Records from a dataset
* * * * * * * * *

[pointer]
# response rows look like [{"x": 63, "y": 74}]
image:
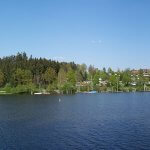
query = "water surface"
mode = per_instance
[{"x": 82, "y": 121}]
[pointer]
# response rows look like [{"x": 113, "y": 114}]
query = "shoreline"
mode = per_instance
[{"x": 50, "y": 94}]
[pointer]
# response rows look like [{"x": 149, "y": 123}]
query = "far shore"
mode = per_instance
[{"x": 36, "y": 94}]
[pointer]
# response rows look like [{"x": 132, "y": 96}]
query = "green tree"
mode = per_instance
[
  {"x": 71, "y": 78},
  {"x": 62, "y": 77},
  {"x": 49, "y": 75},
  {"x": 1, "y": 78},
  {"x": 22, "y": 77}
]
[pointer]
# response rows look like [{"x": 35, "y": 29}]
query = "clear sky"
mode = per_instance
[{"x": 104, "y": 33}]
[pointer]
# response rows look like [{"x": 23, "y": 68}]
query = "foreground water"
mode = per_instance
[{"x": 82, "y": 121}]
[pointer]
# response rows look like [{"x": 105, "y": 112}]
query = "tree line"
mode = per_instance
[{"x": 22, "y": 74}]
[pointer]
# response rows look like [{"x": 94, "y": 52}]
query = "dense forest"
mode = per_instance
[{"x": 22, "y": 74}]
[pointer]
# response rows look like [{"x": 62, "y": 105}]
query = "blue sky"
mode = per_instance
[{"x": 104, "y": 33}]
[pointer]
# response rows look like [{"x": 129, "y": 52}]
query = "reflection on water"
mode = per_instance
[{"x": 82, "y": 121}]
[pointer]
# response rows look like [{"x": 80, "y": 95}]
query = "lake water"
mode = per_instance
[{"x": 82, "y": 122}]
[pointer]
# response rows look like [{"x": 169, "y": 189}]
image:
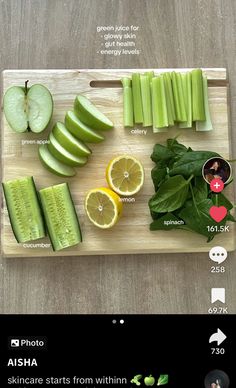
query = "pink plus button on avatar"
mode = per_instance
[{"x": 217, "y": 185}]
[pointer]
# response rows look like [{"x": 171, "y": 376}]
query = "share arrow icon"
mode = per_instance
[{"x": 218, "y": 337}]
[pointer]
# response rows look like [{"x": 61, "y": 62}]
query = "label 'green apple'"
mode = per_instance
[{"x": 28, "y": 109}]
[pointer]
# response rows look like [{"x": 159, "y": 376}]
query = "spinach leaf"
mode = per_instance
[
  {"x": 170, "y": 196},
  {"x": 158, "y": 174},
  {"x": 221, "y": 200},
  {"x": 191, "y": 163},
  {"x": 161, "y": 153},
  {"x": 167, "y": 222}
]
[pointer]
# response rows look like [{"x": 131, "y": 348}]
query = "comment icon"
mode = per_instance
[{"x": 218, "y": 254}]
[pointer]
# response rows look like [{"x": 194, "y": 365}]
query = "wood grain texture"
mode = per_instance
[
  {"x": 62, "y": 34},
  {"x": 131, "y": 234}
]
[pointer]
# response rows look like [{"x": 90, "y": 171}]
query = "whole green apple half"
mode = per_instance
[
  {"x": 28, "y": 109},
  {"x": 149, "y": 381}
]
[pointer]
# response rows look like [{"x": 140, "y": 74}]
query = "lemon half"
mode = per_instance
[
  {"x": 125, "y": 175},
  {"x": 103, "y": 207}
]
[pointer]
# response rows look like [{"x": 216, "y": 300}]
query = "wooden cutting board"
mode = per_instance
[{"x": 131, "y": 234}]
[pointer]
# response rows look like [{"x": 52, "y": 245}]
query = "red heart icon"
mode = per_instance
[{"x": 218, "y": 213}]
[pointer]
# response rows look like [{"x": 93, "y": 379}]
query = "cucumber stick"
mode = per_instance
[
  {"x": 60, "y": 216},
  {"x": 23, "y": 209}
]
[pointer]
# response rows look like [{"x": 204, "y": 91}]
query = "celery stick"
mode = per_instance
[
  {"x": 207, "y": 124},
  {"x": 159, "y": 108},
  {"x": 146, "y": 100},
  {"x": 128, "y": 111},
  {"x": 137, "y": 99},
  {"x": 168, "y": 83},
  {"x": 168, "y": 102},
  {"x": 150, "y": 75},
  {"x": 187, "y": 89},
  {"x": 178, "y": 97},
  {"x": 197, "y": 96}
]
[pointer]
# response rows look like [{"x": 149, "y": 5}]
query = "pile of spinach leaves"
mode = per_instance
[{"x": 182, "y": 198}]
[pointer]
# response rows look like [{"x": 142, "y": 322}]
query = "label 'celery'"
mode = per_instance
[
  {"x": 137, "y": 98},
  {"x": 128, "y": 110},
  {"x": 197, "y": 96}
]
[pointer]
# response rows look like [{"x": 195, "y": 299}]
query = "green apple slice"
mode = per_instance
[
  {"x": 14, "y": 103},
  {"x": 52, "y": 164},
  {"x": 89, "y": 114},
  {"x": 69, "y": 142},
  {"x": 81, "y": 131},
  {"x": 40, "y": 107},
  {"x": 28, "y": 108},
  {"x": 63, "y": 155}
]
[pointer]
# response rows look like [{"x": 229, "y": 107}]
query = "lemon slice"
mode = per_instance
[
  {"x": 125, "y": 175},
  {"x": 103, "y": 207}
]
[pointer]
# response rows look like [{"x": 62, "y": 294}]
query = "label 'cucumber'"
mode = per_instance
[
  {"x": 23, "y": 209},
  {"x": 60, "y": 215}
]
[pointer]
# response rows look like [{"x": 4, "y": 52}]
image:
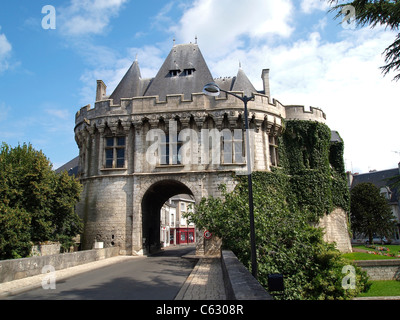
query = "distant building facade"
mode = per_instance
[{"x": 153, "y": 139}]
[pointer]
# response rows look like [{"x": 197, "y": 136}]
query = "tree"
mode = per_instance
[
  {"x": 36, "y": 204},
  {"x": 375, "y": 13},
  {"x": 370, "y": 213}
]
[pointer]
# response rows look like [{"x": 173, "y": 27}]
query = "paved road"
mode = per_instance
[{"x": 158, "y": 277}]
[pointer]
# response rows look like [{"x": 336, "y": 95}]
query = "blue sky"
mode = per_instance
[{"x": 47, "y": 75}]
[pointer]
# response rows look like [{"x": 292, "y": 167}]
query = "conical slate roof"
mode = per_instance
[
  {"x": 184, "y": 72},
  {"x": 242, "y": 83}
]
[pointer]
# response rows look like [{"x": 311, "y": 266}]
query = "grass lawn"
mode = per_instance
[{"x": 387, "y": 288}]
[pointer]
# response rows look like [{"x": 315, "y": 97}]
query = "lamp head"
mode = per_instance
[{"x": 212, "y": 89}]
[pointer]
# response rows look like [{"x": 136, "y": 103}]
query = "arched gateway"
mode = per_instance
[{"x": 154, "y": 138}]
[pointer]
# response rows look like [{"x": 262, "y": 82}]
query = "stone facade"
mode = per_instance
[{"x": 127, "y": 176}]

* * * * * * * * *

To be done:
Reproduce all of the material above word for word. Omit the pictures.

Exercise solution:
[pointer]
# response rows look like [{"x": 63, "y": 74}]
image:
query = "water surface"
mode = per_instance
[{"x": 82, "y": 121}]
[pointer]
# response rows look like [{"x": 113, "y": 114}]
query = "shoreline"
mode = per_instance
[{"x": 50, "y": 94}]
[pointer]
# response rows look like [{"x": 149, "y": 123}]
query = "far shore"
mode = per_instance
[{"x": 36, "y": 94}]
[pointer]
# response rows look like [{"x": 132, "y": 96}]
query = "green tree"
mode = per_instance
[
  {"x": 71, "y": 78},
  {"x": 62, "y": 77},
  {"x": 49, "y": 75},
  {"x": 1, "y": 78},
  {"x": 22, "y": 77}
]
[pointer]
# response rows look like [{"x": 35, "y": 29}]
query = "clear sky"
mode = per_instance
[{"x": 104, "y": 33}]
[pointer]
# response rows look like [{"x": 23, "y": 68}]
query = "foreground water"
mode = per_instance
[{"x": 82, "y": 121}]
[pointer]
# response rows look like [{"x": 105, "y": 112}]
query = "tree line"
mode = per_instance
[{"x": 22, "y": 74}]
[pointer]
# response rows look like [{"x": 94, "y": 52}]
query = "dense forest"
mode = per_instance
[{"x": 22, "y": 74}]
[pointer]
# response rows look like [{"x": 62, "y": 105}]
query = "blue sky"
mode = per_instance
[{"x": 104, "y": 33}]
[pointer]
# response rows look like [{"x": 129, "y": 52}]
query = "reflection on water"
mode = per_instance
[{"x": 82, "y": 121}]
[pointer]
# response rows look like [{"x": 80, "y": 95}]
query = "lake water"
mode = per_instance
[{"x": 82, "y": 122}]
[pointer]
# response rows look like [{"x": 169, "y": 189}]
image:
query = "pink plus button on avatar"
mode = per_instance
[{"x": 217, "y": 185}]
[pointer]
# response rows look like [{"x": 171, "y": 376}]
query = "share arrow icon"
mode = per_instance
[{"x": 218, "y": 337}]
[pointer]
# response rows look like [{"x": 61, "y": 62}]
query = "label 'green apple'"
mode = per_instance
[{"x": 28, "y": 109}]
[pointer]
# response rows look like [{"x": 159, "y": 376}]
query = "spinach leaf"
mode = per_instance
[
  {"x": 170, "y": 196},
  {"x": 158, "y": 174},
  {"x": 221, "y": 200},
  {"x": 191, "y": 163},
  {"x": 161, "y": 153},
  {"x": 167, "y": 222}
]
[pointer]
# response rows look like [{"x": 131, "y": 348}]
query = "comment icon"
mode = per_instance
[{"x": 218, "y": 254}]
[pointer]
# response rows look like [{"x": 194, "y": 365}]
query = "wood grain texture"
mode = per_instance
[
  {"x": 62, "y": 34},
  {"x": 131, "y": 234}
]
[pointer]
# response rows look like [{"x": 90, "y": 171}]
query = "whole green apple half"
mode = per_instance
[
  {"x": 28, "y": 109},
  {"x": 149, "y": 381}
]
[pointer]
# response rows look like [{"x": 140, "y": 74}]
query = "lemon half"
mode = per_instance
[
  {"x": 125, "y": 175},
  {"x": 103, "y": 207}
]
[pointer]
# response rows look like [{"x": 216, "y": 300}]
query = "wooden cutting board"
mode = per_instance
[{"x": 131, "y": 234}]
[pointer]
# response rows look like [{"x": 52, "y": 245}]
query = "red heart icon"
mode = per_instance
[{"x": 218, "y": 213}]
[pointer]
# response rows look like [{"x": 93, "y": 379}]
query = "cucumber stick"
mode = per_instance
[
  {"x": 60, "y": 216},
  {"x": 23, "y": 209}
]
[pointer]
# response rows look like [{"x": 204, "y": 91}]
query = "celery stick"
mode = per_instance
[
  {"x": 207, "y": 124},
  {"x": 159, "y": 108},
  {"x": 146, "y": 100},
  {"x": 128, "y": 111},
  {"x": 137, "y": 99},
  {"x": 168, "y": 83},
  {"x": 168, "y": 102},
  {"x": 150, "y": 75},
  {"x": 187, "y": 89},
  {"x": 178, "y": 97},
  {"x": 197, "y": 96}
]
[pointer]
# response rows look like [{"x": 149, "y": 5}]
query = "pile of spinach leaves"
mode = per_instance
[{"x": 182, "y": 198}]
[pointer]
# response rows look like [{"x": 142, "y": 322}]
query = "label 'celery'"
mode = per_instance
[
  {"x": 137, "y": 98},
  {"x": 128, "y": 110},
  {"x": 197, "y": 96}
]
[pointer]
# response rows look like [{"x": 195, "y": 299}]
query = "green apple slice"
mode = per_instance
[
  {"x": 14, "y": 103},
  {"x": 52, "y": 164},
  {"x": 89, "y": 114},
  {"x": 69, "y": 142},
  {"x": 81, "y": 131},
  {"x": 40, "y": 107},
  {"x": 28, "y": 108},
  {"x": 63, "y": 155}
]
[pointer]
# response rows look like [{"x": 229, "y": 107}]
query = "lemon slice"
mode = per_instance
[
  {"x": 125, "y": 175},
  {"x": 103, "y": 207}
]
[pointer]
# response rows look like [{"x": 62, "y": 294}]
query = "label 'cucumber'"
mode = per_instance
[
  {"x": 23, "y": 209},
  {"x": 60, "y": 215}
]
[pointer]
# response rows look like [{"x": 4, "y": 52}]
image:
query = "distant building facade"
mode = per_instance
[{"x": 153, "y": 139}]
[pointer]
# response rows look like [{"x": 197, "y": 136}]
query = "tree"
mode = per_instance
[
  {"x": 36, "y": 204},
  {"x": 375, "y": 13},
  {"x": 370, "y": 213}
]
[pointer]
# response rows look like [{"x": 173, "y": 27}]
query = "paved road"
mode = per_instance
[{"x": 158, "y": 277}]
[pointer]
# response rows look like [{"x": 336, "y": 95}]
query = "blue sky"
mode = per_instance
[{"x": 47, "y": 75}]
[pointer]
# response rows look like [{"x": 292, "y": 167}]
query = "conical slate roof"
mode = per_instance
[
  {"x": 184, "y": 72},
  {"x": 242, "y": 83}
]
[pointer]
# response rows look like [{"x": 311, "y": 266}]
query = "grass lawn"
mode = per_instance
[{"x": 387, "y": 288}]
[pointer]
# response rows look like [{"x": 315, "y": 97}]
query = "lamp head"
mode = per_instance
[{"x": 212, "y": 89}]
[pointer]
# response rows look like [{"x": 136, "y": 103}]
query = "arched gateway"
mode = per_instance
[{"x": 154, "y": 138}]
[pointer]
# response rows look like [{"x": 262, "y": 82}]
query = "stone facade"
mode = per_instance
[{"x": 127, "y": 176}]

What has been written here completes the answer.